Required task a:
Return, without any change, the lines of the entries from the line containing "[segment] boy in dark jacket" through the last line of the entries, with both ends included.
# start of Source passage
I am biased toward Guelph's international development program. Having been abroad working in the development field I've run into Guelph grads everywhere. Guelph's ID program is one of the biggest and oldest in Canada, and the entire university has a development focus (changing lives and improving life - "The university community shares a profound sense of social responsibility, an obligation to address global issues, and a concern for international development" taken right off the home page).

There are many many opportunities for volunteering, interning, and working with faculty on various research projects. Guelph has exchange agreements with over 30 countries, and if you don't like any of them, you can always go to the place of your choosing through a letter of permission. Guelph students are generally active citizens and volunteer a lot, and Guelph has a strong sense of community.

Though I don't know much about Trent, I am familiar with Trent's 8 month (or a year?) programs in Ghana and Ecuador. I have heard they are great programs, allowing students to learn in a developing country and applying their skills and knowledge. You do not have to go to Trent to participate in this - you can still go to Guelph, Ottawa, or Toronto and participate in the Trent abroad programmes.
# end of Source passage
# start of Material
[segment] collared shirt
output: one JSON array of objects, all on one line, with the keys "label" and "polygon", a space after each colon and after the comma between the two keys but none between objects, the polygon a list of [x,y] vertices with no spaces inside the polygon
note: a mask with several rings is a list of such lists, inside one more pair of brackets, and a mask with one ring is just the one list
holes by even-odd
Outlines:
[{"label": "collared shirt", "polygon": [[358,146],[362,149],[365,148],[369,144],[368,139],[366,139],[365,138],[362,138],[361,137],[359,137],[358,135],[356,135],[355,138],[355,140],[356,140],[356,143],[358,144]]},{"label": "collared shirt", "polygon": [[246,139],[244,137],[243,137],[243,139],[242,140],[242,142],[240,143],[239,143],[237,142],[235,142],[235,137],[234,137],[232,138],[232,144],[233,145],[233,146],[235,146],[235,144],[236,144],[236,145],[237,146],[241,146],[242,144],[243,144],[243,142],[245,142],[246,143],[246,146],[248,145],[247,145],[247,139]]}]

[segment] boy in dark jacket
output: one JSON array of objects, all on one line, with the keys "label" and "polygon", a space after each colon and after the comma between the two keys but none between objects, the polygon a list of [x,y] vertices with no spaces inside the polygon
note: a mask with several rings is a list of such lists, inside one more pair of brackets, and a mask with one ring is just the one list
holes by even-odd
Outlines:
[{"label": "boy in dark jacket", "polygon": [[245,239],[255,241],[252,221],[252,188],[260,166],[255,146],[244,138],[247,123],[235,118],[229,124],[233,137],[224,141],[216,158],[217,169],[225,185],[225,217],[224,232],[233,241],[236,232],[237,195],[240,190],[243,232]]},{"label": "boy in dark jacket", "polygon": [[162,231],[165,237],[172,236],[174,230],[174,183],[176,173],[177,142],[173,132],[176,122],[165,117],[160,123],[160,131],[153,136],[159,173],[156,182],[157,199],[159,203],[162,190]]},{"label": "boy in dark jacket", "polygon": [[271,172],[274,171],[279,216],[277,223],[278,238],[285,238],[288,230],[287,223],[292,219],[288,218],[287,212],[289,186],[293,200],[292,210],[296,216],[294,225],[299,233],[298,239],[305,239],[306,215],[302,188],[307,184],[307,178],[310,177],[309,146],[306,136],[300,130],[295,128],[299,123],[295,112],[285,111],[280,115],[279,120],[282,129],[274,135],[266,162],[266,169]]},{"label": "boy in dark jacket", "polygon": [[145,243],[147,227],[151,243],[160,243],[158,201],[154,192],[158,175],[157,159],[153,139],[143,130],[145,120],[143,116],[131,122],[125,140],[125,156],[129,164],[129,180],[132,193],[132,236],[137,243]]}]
# end of Material
Required task b:
Retype the passage on international development programs exactly, between "Though I don't" and "Trent abroad programmes.", inclusive.

Written response a:
[segment] boy in dark jacket
output: one JSON array of objects, all on one line, with the keys "label" and "polygon", a space after each colon and after the comma between the two keys but none between objects, the polygon a list of [x,y] vertices with no spaces inside the polygon
note: a mask with several rings is a list of such lists, inside one more pair of brackets, and a mask with one ring is just the one list
holes by even-odd
Outlines:
[{"label": "boy in dark jacket", "polygon": [[245,239],[255,241],[252,221],[252,188],[260,166],[255,146],[244,138],[247,123],[235,118],[229,124],[233,137],[224,141],[216,158],[217,169],[225,185],[225,217],[224,232],[233,241],[236,232],[237,195],[240,190],[243,232]]},{"label": "boy in dark jacket", "polygon": [[162,231],[165,237],[172,236],[174,230],[174,183],[176,173],[177,142],[173,132],[176,122],[165,117],[160,123],[160,131],[153,136],[159,173],[156,182],[157,199],[159,203],[162,190]]},{"label": "boy in dark jacket", "polygon": [[271,172],[274,171],[279,216],[277,223],[278,238],[285,238],[288,230],[287,223],[292,219],[288,218],[287,212],[289,186],[293,200],[292,210],[296,216],[294,225],[299,233],[298,239],[305,239],[306,215],[302,188],[307,184],[307,178],[310,177],[309,146],[306,136],[300,130],[295,128],[299,123],[295,112],[285,111],[280,115],[279,120],[282,129],[274,135],[266,162],[266,169]]},{"label": "boy in dark jacket", "polygon": [[145,243],[147,227],[151,243],[160,243],[158,201],[154,192],[158,175],[157,159],[153,139],[143,130],[145,120],[143,116],[131,122],[125,140],[125,156],[129,164],[129,180],[132,193],[132,236],[137,243]]}]

Written response b:
Though I don't know much about Trent, I am familiar with Trent's 8 month (or a year?) programs in Ghana and Ecuador. I have heard they are great programs, allowing students to learn in a developing country and applying their skills and knowledge. You do not have to go to Trent to participate in this - you can still go to Guelph, Ottawa, or Toronto and participate in the Trent abroad programmes.